• **What to produce**:
The records that follow should be retyped word for word.

____

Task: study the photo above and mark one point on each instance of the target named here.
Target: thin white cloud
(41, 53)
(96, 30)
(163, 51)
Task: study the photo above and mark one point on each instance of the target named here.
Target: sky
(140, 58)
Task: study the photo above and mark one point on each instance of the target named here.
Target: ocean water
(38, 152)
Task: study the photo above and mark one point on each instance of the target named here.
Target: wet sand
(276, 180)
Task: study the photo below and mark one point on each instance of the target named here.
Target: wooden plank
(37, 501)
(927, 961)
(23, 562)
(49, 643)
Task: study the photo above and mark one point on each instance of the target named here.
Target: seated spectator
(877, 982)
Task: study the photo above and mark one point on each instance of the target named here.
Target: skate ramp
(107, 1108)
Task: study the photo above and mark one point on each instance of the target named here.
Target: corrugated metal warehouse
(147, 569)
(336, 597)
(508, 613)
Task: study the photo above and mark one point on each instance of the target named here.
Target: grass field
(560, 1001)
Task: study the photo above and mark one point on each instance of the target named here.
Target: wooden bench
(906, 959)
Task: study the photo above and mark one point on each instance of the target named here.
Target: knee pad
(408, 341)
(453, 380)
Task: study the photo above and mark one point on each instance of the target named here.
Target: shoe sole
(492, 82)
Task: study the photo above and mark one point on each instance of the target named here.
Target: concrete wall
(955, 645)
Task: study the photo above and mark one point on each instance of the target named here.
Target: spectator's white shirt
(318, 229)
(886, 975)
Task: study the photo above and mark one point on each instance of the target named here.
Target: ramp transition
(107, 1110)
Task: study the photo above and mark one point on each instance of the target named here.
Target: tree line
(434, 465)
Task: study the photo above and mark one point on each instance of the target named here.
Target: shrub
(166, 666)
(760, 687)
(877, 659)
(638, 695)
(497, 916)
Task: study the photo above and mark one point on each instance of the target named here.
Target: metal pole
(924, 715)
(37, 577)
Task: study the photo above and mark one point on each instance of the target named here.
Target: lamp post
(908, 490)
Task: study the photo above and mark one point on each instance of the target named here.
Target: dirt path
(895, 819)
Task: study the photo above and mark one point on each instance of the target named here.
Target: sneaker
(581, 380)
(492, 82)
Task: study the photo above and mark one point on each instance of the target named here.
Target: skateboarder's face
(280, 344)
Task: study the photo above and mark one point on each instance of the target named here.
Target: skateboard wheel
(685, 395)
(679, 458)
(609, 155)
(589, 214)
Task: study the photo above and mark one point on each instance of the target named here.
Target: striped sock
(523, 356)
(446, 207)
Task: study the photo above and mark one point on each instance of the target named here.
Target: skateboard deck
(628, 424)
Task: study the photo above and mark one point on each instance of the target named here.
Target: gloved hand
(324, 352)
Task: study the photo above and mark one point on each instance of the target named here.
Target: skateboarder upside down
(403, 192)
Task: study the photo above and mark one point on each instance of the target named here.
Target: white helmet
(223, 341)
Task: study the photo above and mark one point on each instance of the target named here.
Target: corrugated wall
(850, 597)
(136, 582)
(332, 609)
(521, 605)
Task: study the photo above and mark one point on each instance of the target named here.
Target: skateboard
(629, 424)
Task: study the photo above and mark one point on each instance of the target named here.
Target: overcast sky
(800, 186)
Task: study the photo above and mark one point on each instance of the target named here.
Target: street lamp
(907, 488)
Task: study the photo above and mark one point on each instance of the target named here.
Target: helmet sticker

____

• **In response**:
Task: study the photo above and mark one point on each instance of the target named here.
Target: thin white cloud
(41, 53)
(96, 30)
(163, 51)
Task: study the photo above and mark one point on each instance of the target named here.
Target: sky
(140, 58)
Task: study the photo above and mark one point on each instance of the target named here.
Target: ocean water
(38, 152)
Task: study the photo above and mark one point on each instance of the target named here.
Target: wet sand
(276, 180)
Task: study the photo below and mark one point on each instance of the target named here.
Target: wooden plank
(37, 501)
(927, 961)
(23, 562)
(49, 643)
Task: study the photo above and mark one point on each instance of the target named here.
Target: seated spectator
(877, 982)
Task: study the photo above and mark one point on each instance of the target named here.
Target: skate ramp
(107, 1108)
Task: study the photo above and mark one point on each instance of the target named here.
Target: corrugated metal warehouse
(147, 569)
(336, 597)
(508, 613)
Task: study the photo above and mark one point on each instance of the target named here.
Target: grass field
(560, 1001)
Task: study the photo above and mark one point on each instance of the target named here.
Target: wooden bench
(906, 959)
Task: study the photo above and mark one point on each instance of the target named here.
Target: knee pad
(408, 341)
(453, 380)
Task: study the photo above and mark one point on each instance of the target named here.
Target: shoe sole
(492, 82)
Task: study the photo above and mark one point on each instance of the target named here.
Target: concrete wall
(955, 645)
Task: study the photo above and mark one point on each instance of the target named here.
Target: spectator's white shirt
(318, 229)
(886, 975)
Task: study the photo above and mark one point on each instance of the target named here.
Target: ramp transition
(107, 1110)
Task: study the photo above and mark one point on each instance of the target named here.
Target: tree line
(434, 465)
Task: study the photo above and mark one point on each instance of the target named here.
Target: shrub
(166, 666)
(760, 687)
(877, 659)
(638, 695)
(497, 916)
Task: study the photo above and mark one point on each instance of the target named here.
Target: metal pole
(924, 715)
(37, 577)
Task: study the photo above and mark one point on each instance of the target named here.
Target: lamp post
(908, 490)
Task: study the photo above and mark one point on each instance of the target named here.
Target: dirt path
(895, 819)
Task: study the photo above and mark one point on each instance of the target named here.
Target: sneaker
(581, 380)
(492, 82)
Task: study the photo above and mark one point on each instance of the target named here.
Target: skateboarder's face
(280, 344)
Task: study the photo above and mark one point on each instance of the target named here.
Target: skateboard wheel
(685, 395)
(679, 458)
(609, 155)
(589, 214)
Task: study the photo above and mark one point on each instance of the target named here.
Target: striped sock
(523, 356)
(446, 207)
Task: study the photo above and mark one point on each instance of the target named here.
Target: skateboard deck
(628, 424)
Task: study the photo above and mark one point on each instance of the target named here.
Target: gloved hand
(324, 352)
Task: study the photo above and mark one point on each instance of the target named here.
Target: skateboarder upside down
(403, 192)
Task: study the photo above and mark one point on each instance of the target named here.
Target: white helmet
(223, 341)
Task: study the photo above and mark one point on each instance of the target named here.
Target: corrugated wall
(850, 597)
(136, 582)
(332, 609)
(521, 605)
Task: study the photo above and mark one point on each instance of the target named here.
Target: skateboard
(629, 424)
Task: study the photo above and mark one point on each instance of the target named here.
Target: overcast sky
(800, 186)
Task: study the photo above and mark one point on each instance of the target named here.
Target: street lamp
(907, 488)
Task: study the photo above and mark one point on each instance of the target named here.
Target: helmet sticker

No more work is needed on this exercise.